▶ WRITTEN EXERCISE
Output the records below as a JSON list of strings, with one string for each line and no blank lines.

▶ SUPPLIED RECORDS
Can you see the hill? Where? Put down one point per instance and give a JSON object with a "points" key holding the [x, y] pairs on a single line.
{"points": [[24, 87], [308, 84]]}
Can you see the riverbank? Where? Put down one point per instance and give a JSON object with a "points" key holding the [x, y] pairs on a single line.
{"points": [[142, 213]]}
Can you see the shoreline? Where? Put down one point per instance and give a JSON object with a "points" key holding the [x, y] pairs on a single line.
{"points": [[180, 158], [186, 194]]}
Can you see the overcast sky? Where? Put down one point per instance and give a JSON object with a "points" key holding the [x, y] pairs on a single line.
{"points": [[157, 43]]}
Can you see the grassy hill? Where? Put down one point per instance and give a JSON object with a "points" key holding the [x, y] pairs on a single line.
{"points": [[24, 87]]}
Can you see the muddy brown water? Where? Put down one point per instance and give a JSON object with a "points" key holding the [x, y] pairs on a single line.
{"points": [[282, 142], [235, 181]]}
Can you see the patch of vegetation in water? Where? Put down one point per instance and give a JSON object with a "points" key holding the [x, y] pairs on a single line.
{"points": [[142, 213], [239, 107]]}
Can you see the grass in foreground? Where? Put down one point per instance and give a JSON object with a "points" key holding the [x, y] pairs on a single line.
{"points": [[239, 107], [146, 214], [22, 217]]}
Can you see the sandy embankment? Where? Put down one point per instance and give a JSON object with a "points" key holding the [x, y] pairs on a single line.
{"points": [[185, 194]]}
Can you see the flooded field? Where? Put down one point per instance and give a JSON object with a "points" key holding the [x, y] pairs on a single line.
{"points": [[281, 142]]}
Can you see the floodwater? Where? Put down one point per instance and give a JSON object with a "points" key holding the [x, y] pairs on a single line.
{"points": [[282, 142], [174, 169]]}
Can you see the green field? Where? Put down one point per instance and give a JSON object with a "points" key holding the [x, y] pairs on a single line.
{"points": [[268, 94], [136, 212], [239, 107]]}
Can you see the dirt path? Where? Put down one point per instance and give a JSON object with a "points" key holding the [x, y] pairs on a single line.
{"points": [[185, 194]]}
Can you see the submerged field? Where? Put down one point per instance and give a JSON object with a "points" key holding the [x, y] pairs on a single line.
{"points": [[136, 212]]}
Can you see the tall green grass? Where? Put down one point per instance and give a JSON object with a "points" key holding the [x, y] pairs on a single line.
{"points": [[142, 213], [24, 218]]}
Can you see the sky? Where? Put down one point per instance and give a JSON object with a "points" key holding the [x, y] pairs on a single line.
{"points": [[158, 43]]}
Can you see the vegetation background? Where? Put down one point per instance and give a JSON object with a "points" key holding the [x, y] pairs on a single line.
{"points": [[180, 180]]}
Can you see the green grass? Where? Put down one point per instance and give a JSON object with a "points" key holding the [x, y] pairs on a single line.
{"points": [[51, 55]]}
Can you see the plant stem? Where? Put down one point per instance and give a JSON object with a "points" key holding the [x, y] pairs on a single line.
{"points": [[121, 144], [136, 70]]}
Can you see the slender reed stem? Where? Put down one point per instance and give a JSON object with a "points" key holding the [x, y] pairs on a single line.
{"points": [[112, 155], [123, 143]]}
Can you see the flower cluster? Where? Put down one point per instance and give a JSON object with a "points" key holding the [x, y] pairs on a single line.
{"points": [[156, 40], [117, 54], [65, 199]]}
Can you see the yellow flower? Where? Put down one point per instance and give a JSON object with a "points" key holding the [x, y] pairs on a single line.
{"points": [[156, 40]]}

▶ WRITTEN RESPONSE
[
  "Can you see the hill? Where? Put down one point per instance and give a JSON object with a \"points\" key holding the [x, y] pairs on a single line.",
  "{\"points\": [[24, 87], [308, 84]]}",
  "Can you see the riverbank? Where? Put down one point per instance and give a JSON object with a \"points\" key holding the [x, y] pairs on a single line.",
  "{\"points\": [[142, 213]]}",
  "Can you see the shoreline? Where? Put down one point per instance and give a JSON object with a \"points\" key holding the [x, y] pairs on a single line.",
  "{\"points\": [[180, 158], [186, 194]]}",
  "Can you see the overcast sky? Where? Put down one point per instance and give a JSON object with a \"points\" key holding the [x, y] pairs on a single line.",
  "{\"points\": [[157, 43]]}",
  "Can you see the grassy hill? Where? Put down one point per instance and give a JSON object with a \"points\" key holding the [x, y] pairs on a single line.",
  "{\"points\": [[24, 87]]}",
  "Can you see the muddy brown water? Where? Put down one point per instance and give a JSON object with a \"points\" key holding the [x, y] pairs on a single line.",
  "{\"points\": [[282, 142], [235, 181]]}",
  "Can you see the patch of vegetation in water? Where? Put down one point per instance and give a JSON object with a \"points\" key holding the [x, y] pairs on a single line.",
  "{\"points\": [[142, 213], [239, 107]]}",
  "Can you see the grass in foreground? Where? Put down one point per instance and give a JSON object with a \"points\" key holding the [x, y] pairs on a single line.",
  "{\"points\": [[239, 107], [146, 214], [22, 217]]}",
  "Can you see the sandy embankment? Where? Put down one point per instance and give a JSON object with a \"points\" key holding the [x, y] pairs on a single line.",
  "{\"points\": [[185, 194]]}",
  "Can you see the flooded field? Where? Put down one point per instance and give a JSON object with a \"points\" key holding the [x, y] pairs on a single line.",
  "{\"points\": [[281, 142]]}",
  "Can you see the floodwater? Where? Put down one point per instance and give a JSON object with a \"points\" key holding the [x, y] pairs on a single line.",
  "{\"points\": [[282, 142], [174, 169]]}",
  "Can you see the green field? Where? Put down one point per instance and give a JSON object with a \"points\" key holding the [x, y] pairs on a single line.",
  "{\"points\": [[268, 94], [136, 212], [239, 107]]}",
  "Can you see the dirt path? Where? Put down one point per instance and give a JSON object with a \"points\" key holding the [x, y] pairs on a single line.",
  "{\"points\": [[185, 194]]}",
  "Can you see the submerged field? Where? Put down one point per instance and give a JSON object with a \"points\" key holding the [x, y] pairs on a single line.",
  "{\"points\": [[136, 212]]}",
  "Can you see the tall green grass? Where? Put down one point per instance and give a JSON object with a \"points\" key holding the [x, y] pairs on a single line.",
  "{\"points\": [[142, 213], [24, 218]]}",
  "Can you see the sky? Where? Put down one point per instance and give a JSON object with a \"points\" key holding the [x, y] pairs on a single line.",
  "{\"points\": [[158, 43]]}",
  "Can you see the vegetation background? Where? Put down one point per instance and give a JSON object with a \"points\" key holding the [x, y] pairs on a single line.",
  "{\"points\": [[180, 180]]}",
  "Can you see the green grass? Where? Put down one point per instance and give a JSON object with a \"points\" key holding the [x, y] pairs on a single line.",
  "{\"points\": [[51, 55]]}",
  "Can you see the plant stem? Where? Put down one point per instance and give a JSON object with a \"points\" key holding the [x, y] pairs on a single line.",
  "{\"points\": [[121, 144], [136, 70]]}",
  "Can you see the slender reed stem? Where? Put down one point per instance and give a JSON object with a \"points\" key holding the [x, y] pairs on a single line.",
  "{\"points\": [[112, 155], [123, 143]]}",
  "Can you see the flower cluster? Where? Put down one point per instance and give a JSON object with a \"points\" key holding the [x, y] pairs on a single line.",
  "{\"points\": [[156, 40], [117, 54], [65, 199]]}",
  "Can you see the yellow flower? Where? Put down one point per instance and give a JSON object with a \"points\" key holding the [x, y] pairs on a single line.",
  "{\"points\": [[156, 40]]}"
]